_Records shown_
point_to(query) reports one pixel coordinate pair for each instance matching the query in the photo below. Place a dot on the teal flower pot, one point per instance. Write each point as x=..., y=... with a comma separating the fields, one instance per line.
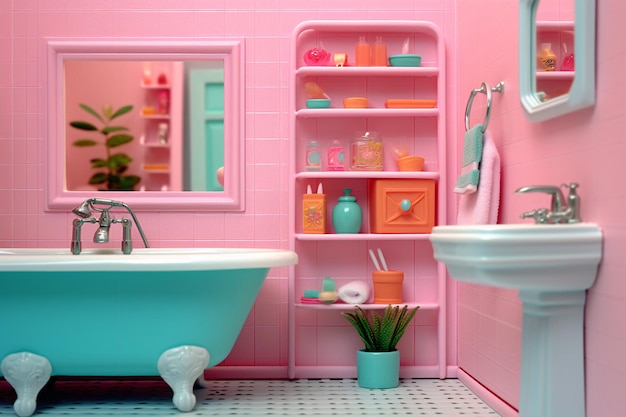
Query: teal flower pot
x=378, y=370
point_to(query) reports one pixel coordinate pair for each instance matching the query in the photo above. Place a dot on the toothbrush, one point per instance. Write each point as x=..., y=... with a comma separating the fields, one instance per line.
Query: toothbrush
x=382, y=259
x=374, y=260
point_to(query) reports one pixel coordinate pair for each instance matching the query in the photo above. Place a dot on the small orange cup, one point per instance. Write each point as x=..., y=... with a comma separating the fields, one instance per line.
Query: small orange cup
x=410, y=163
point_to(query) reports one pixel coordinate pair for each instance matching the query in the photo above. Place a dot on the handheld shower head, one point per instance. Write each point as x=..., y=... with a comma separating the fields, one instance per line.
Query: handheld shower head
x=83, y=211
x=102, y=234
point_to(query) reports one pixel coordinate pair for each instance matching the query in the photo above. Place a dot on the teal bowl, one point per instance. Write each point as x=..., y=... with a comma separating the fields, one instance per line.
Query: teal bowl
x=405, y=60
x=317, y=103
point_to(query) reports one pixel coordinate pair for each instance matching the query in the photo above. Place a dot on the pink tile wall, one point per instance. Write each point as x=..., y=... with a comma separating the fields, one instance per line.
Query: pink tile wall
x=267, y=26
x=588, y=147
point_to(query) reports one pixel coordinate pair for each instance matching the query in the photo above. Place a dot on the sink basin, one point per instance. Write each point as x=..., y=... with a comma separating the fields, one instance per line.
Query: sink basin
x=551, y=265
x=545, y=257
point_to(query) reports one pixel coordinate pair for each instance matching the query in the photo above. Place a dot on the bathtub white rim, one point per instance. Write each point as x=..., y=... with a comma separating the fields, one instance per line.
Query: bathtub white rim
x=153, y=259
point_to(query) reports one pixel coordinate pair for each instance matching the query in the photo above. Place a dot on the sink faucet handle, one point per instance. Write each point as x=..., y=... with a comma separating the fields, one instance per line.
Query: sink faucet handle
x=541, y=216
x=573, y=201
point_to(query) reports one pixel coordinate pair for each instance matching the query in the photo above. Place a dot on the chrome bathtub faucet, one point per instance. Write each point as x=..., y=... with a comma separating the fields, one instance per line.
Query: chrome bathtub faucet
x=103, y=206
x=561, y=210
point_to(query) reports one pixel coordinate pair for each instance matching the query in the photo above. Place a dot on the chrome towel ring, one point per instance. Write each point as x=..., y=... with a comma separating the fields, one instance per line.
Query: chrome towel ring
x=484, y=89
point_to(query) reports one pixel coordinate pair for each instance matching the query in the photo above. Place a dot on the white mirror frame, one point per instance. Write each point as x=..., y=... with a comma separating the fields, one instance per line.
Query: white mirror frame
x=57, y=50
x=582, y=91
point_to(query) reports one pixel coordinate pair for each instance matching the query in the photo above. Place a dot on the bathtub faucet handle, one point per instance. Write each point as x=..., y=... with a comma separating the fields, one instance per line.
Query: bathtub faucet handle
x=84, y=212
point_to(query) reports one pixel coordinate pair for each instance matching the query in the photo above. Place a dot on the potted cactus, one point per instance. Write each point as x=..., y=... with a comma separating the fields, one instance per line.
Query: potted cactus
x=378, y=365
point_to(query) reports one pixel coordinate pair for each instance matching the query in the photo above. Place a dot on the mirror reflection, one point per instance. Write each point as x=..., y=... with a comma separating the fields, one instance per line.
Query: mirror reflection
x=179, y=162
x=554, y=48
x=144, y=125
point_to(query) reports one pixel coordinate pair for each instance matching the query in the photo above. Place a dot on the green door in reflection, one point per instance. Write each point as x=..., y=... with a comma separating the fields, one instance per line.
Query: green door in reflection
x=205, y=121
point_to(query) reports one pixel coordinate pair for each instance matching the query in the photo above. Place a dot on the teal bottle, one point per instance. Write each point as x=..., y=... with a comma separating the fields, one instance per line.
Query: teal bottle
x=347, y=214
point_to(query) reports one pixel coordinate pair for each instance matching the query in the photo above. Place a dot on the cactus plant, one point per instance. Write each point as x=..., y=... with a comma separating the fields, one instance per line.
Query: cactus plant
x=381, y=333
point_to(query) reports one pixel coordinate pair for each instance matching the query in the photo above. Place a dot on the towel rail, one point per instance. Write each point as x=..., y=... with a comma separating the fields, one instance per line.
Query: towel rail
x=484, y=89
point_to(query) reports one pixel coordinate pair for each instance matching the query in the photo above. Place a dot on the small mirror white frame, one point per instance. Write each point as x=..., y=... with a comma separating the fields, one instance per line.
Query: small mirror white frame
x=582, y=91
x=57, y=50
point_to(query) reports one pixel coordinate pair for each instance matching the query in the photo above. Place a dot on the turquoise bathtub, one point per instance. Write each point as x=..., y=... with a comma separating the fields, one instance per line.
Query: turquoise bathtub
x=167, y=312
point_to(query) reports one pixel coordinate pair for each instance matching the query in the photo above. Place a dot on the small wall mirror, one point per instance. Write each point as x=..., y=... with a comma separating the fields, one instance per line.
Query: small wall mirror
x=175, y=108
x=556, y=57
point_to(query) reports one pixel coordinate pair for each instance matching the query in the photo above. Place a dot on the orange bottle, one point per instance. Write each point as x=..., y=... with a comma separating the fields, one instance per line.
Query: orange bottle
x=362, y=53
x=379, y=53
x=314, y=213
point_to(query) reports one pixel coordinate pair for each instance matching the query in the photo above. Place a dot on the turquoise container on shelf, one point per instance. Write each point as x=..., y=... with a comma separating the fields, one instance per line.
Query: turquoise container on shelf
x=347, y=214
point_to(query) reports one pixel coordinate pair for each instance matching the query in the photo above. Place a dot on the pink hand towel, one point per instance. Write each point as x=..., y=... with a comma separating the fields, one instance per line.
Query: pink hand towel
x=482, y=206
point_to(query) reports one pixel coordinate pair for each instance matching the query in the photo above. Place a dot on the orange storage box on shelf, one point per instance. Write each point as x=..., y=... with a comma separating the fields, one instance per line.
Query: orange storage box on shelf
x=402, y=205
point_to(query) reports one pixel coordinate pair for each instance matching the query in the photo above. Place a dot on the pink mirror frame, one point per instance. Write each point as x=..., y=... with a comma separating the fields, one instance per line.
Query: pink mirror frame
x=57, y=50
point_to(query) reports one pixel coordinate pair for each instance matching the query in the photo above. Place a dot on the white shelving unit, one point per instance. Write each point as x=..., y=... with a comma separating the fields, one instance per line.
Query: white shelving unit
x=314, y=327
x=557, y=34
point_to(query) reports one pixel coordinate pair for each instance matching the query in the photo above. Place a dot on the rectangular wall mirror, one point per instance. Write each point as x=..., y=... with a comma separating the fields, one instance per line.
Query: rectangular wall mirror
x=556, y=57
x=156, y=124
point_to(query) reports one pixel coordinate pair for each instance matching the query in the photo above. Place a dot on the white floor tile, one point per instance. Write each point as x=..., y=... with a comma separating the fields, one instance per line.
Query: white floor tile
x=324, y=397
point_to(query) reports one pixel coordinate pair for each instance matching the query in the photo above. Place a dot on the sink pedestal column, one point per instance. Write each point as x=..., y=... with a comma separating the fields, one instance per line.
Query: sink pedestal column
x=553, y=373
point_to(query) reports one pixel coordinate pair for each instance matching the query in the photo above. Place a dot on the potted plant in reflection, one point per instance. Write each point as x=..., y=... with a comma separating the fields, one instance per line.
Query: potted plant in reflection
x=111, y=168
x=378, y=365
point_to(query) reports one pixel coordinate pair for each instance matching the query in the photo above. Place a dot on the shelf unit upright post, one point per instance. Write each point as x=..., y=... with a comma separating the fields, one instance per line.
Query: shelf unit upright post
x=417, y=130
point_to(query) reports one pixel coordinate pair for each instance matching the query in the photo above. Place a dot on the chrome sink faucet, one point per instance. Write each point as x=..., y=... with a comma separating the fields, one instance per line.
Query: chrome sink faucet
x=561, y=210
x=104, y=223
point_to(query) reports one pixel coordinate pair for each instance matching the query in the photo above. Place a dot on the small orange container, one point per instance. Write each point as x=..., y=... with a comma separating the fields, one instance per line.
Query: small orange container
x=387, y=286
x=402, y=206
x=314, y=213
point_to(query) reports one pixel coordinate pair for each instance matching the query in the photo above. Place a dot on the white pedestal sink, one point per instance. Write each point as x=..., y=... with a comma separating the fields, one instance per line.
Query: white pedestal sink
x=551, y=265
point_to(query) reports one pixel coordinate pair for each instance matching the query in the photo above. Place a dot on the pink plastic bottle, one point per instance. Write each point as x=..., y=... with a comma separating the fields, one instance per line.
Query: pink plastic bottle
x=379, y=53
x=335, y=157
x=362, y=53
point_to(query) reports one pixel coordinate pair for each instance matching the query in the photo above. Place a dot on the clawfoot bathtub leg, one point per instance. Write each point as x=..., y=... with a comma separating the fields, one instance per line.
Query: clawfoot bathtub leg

_Directions_
Search the material for the string "clawfoot" and show every line that has it.

_Completed exercise_
point_to(query) reports one pixel coordinate pair for each instance matching the query in the photo above. Place a dot on the clawfoot bathtub leg, one point per instance. Write each point as x=..., y=... with a comma separating the fields, one instance per line.
Query: clawfoot bathtub leg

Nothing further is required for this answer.